**Goal of the exercise**
Identify every line in the material below that contains the word "each", and copy those lines out in full. Treat uppercase and lowercase as different.

**Supplied records**
** start **

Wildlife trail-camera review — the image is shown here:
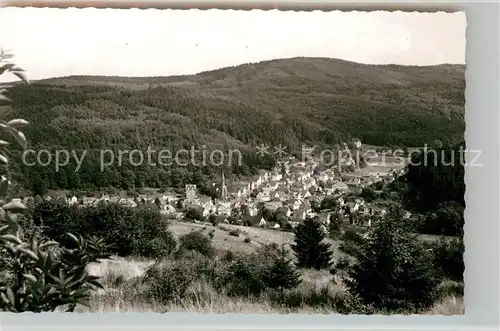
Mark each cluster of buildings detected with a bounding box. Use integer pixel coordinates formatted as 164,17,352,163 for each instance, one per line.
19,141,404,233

** end **
** start **

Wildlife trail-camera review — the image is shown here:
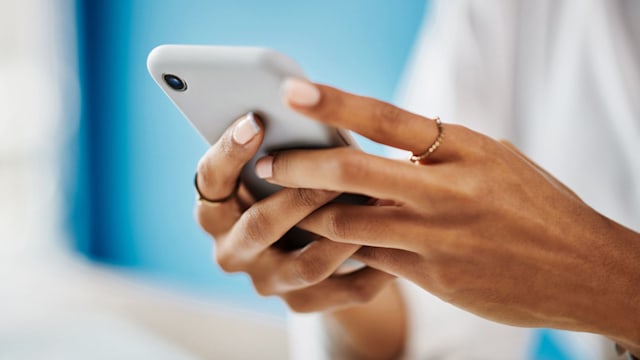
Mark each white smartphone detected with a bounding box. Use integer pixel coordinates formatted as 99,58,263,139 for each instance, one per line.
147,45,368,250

** end **
** start **

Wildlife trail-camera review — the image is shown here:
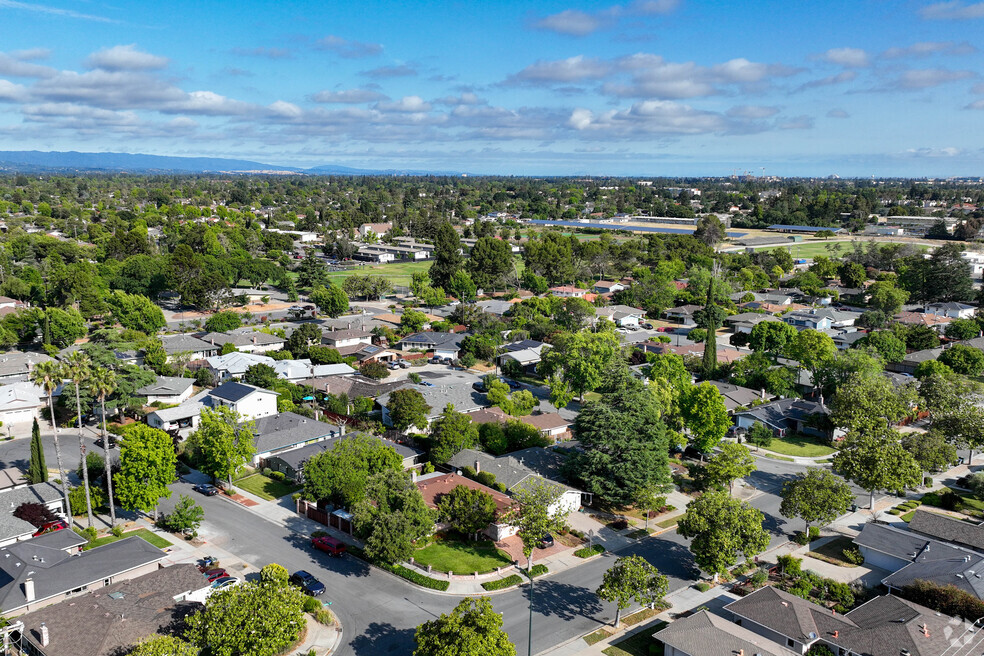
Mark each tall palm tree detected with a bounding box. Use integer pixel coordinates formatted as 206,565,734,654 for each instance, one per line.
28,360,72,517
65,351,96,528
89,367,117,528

** end **

**Reply**
Mark each cluster of buildings detected with a bounding box. Use integer pixel coordinates formatted as 164,17,352,163 for each instance, one per line.
Mark each white smartphone detected with a bounding box. Use integer pixel coordinates formatted as 99,58,263,139 for each instance, one per line.
Mark each tall palm tree detected with a bounding box. Use integer pixel coordinates formatted as 206,565,734,654 for each instance, one per line.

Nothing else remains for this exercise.